The Senku is a classically automotive design with a lot of fluid dynamism, minimal extraneous detailing, and an overall sensual elegance. As such it is a concept car in an idiom more typical of Europe or America - like the Maserati Birdcage or Ford Shelby GR-1 - not one centred on specific technical or functional attributes, but one that celebrates the rather more superficial qualities of style.

All of which is not to slight the Senku. Far more than any other car at Tokyo it was this Mazda that received acclaim from car designers of other brands. And whilst its fluid dynamism and emotive qualities are more typical of a Western concept car, it also has a form language that communicates in Japanese; or at least with an Asian accent.

Perfectly emphasised by an 'Ingot Silver' paint finish, that does as the press release claims and is evocative of freshly cast steel, the car is defined by a series of sweeping lines in profile: the upper edge of the DLO highlighted with a thin chrome strip, two convex creases define the shoulder and rocker and sandwich a straight concave crease between them.

The grille area incorporates hidden lights for a simpler DRG (one of the most important emergent trends in car design) just as the glazed hatch hides the rear lights.

With no external door handles or windscreen wipers, and only miniscule rear view cameras in place of wing mirrors, this makes for a very clean design that emphasises the svelte form language of shallow concave surfaces merging into shallow convex surfaces between the sharply defined sweeping creases.

It is this form language that is the most significant element of the Senku design; subtly imbued with 'Japaneseness' and showing a direction for next generation of Mazda production car designs. This is particularly significant as this was what the Frankfurt show car, the Sassou, also did - and with such similar results. When Car Design News spoke with exterior designer Norihito Iwao he told of how none of the studios (including the California studio working on a concept for Detroit) knew anything of each others' work, and how 'pleasantly surprised with the common thought' he and his colleagues from the Hiroshima studio were when they first saw the Sassou at Frankfurt.

• **Task details**:
Answer these questions from the Senku article:
(a) What is the name of the paint finish on the Senku?
(b) What takes the place of wing mirrors on the car?
(c) What was the name of the Mazda show car at Frankfurt?

• **Dataset extract**:
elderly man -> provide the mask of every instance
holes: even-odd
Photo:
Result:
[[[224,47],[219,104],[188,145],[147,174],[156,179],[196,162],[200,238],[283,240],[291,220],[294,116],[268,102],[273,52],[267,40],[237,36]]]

• **Response to this task**:
(a) 'Ingot Silver'
(b) Miniscule rear view cameras
(c) The Sassou